Please list every saying that the piece on family sayings attributes to Mum or Dad, quoting each one.

_SUPPLIED TEXT_:

--

Soldiers - Dancing in the Rain (2) and beaks under wings


“Look at the soldiers dancing in the rain”:  that’s a memory of my mother’s words, when she and I looked out of the front room window at the splattering of raindrops on Devon Road in Bristol, U.K.

That memory triggered others from my youngest brother Martyn.

Martyn remembers when our Dad decided that it was bedtime for the younger ones.  Dad would say “up the wooden hill to Bedfordshire”.  Then as they got into bed (often four to a bed) Dad would pronounce “beaks under wings and heads under blankets”. 

I smile as I read Martyn’s memories.  I love the imagery of sleep as “beaks under wings”!

I cannot remember ever hearing those words such as those.  What I remember is that Dad or Mum would say “time for Sleep Street” before ushering me off to bed.

I merge the two sayings into “Sleep Street in Bedfordshire”, and that sounds like a very desirable address!

Martyn and I surely remember another parental saying: “down the little red lane”.  Mum or Dad would say this when we were reluctant to eat some food.

But not just about food. When we were little and feeling under the weather, Mum would take us to see our fabulous family Doctor Purcell, (and when he retired, to his nephew and successor Dr. O’Brien). In those circumstances both would prescribe a “tonic”.

A “tonic” was to be feared.  It was an iron based medicine, with a foul taste. “Down the little red lane” was uttered by Dad or Mum as we were forced/encouraged to swallow a teaspoonful of this noxious liquid.

My memories of Doctors Purcell and O’Brien lead me to be very proud of my parents. Both Doctors were Irish but Mum and Dad eschewed the normal anti-Irish sentiments of English folks.

They adored Dr. Purcell despite his whisky loaded breath.  (His wife had to drive him to his home visits - for he had been banned from driving after an alcohol fuelled motoring accident).

And we all were grateful for Dr. O’Brien’s superb care as our Dad moved towards death in 1974.

Neither Martyn nor I believe in the “good old days”.    But we share many good old memories.

--

_INPUT DATA_:
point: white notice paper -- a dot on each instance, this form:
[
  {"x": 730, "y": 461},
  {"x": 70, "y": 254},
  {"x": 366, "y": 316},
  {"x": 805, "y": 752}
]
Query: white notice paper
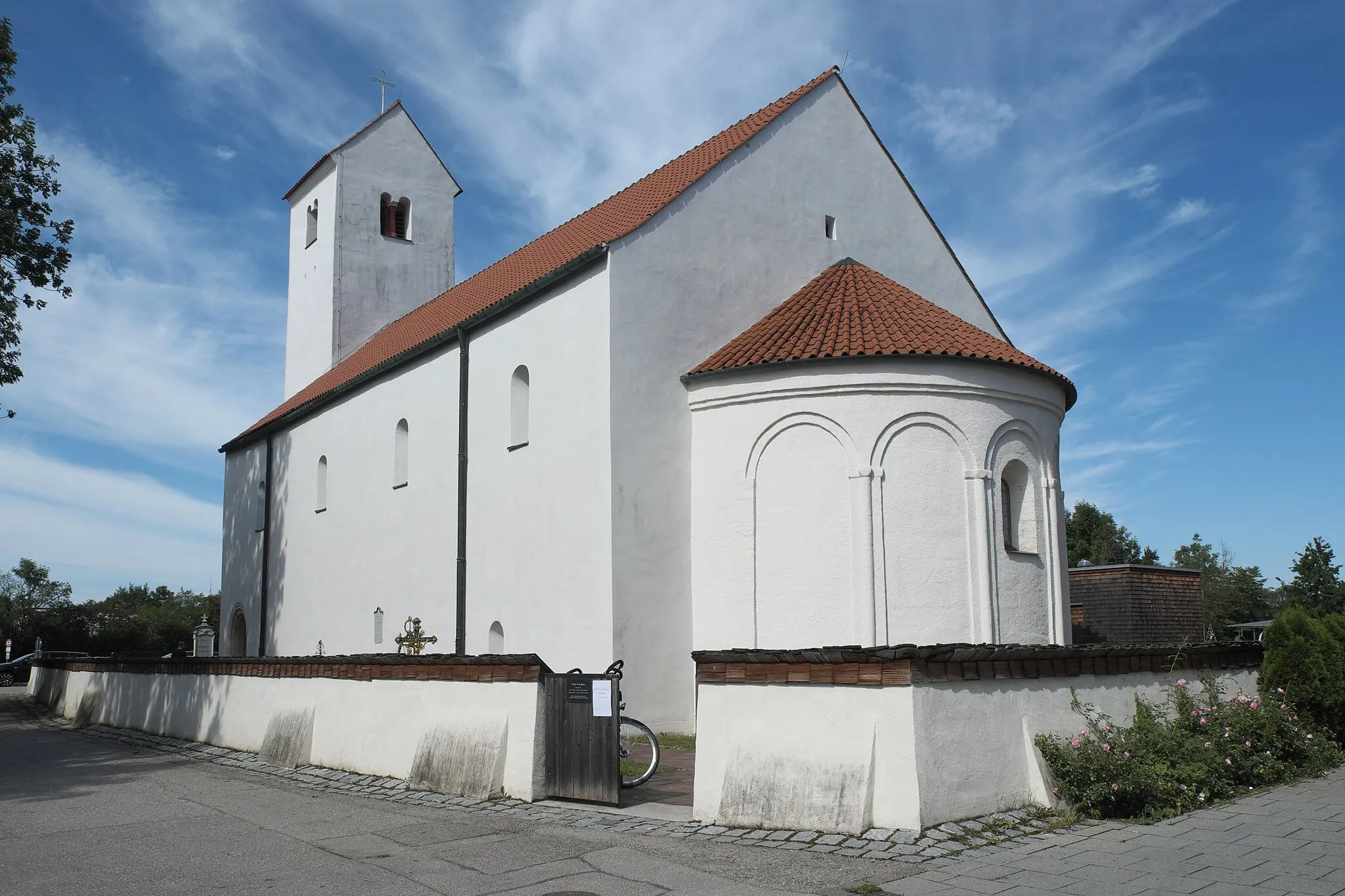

--

_OUTPUT FOR THIS EXERCISE_:
- "Look at the soldiers dancing in the rain"
- "up the wooden hill to Bedfordshire"
- "beaks under wings and heads under blankets"
- "time for Sleep Street"
- "down the little red lane"